[BEGIN Exercise material]

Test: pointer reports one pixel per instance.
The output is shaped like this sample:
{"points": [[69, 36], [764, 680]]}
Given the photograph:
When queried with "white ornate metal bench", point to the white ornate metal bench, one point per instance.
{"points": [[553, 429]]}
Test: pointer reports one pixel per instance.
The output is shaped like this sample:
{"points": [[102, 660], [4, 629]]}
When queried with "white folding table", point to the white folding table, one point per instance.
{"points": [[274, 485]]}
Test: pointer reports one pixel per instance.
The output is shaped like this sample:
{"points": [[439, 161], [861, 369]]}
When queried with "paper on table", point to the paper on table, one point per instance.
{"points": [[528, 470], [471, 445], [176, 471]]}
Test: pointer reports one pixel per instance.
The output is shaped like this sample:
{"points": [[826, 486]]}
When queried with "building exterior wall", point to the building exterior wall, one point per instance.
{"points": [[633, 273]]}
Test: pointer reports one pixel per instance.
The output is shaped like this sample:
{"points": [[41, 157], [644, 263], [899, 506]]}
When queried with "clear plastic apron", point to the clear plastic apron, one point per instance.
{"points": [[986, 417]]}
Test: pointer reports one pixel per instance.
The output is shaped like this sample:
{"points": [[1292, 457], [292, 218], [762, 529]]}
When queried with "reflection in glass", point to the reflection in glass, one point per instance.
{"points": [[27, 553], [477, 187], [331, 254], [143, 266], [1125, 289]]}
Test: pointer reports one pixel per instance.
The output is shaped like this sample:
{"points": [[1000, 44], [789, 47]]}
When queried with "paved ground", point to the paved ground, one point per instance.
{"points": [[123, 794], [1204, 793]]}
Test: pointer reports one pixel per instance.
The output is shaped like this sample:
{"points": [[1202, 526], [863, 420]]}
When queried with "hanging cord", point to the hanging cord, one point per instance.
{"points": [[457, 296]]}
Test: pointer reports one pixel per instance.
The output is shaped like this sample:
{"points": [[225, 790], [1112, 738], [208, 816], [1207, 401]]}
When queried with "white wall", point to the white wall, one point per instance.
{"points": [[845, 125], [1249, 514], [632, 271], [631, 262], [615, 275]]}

[END Exercise material]

* Your instructions
State how many lines in the rows above contain the word "white". Reply with the number alone.

* Written answer
3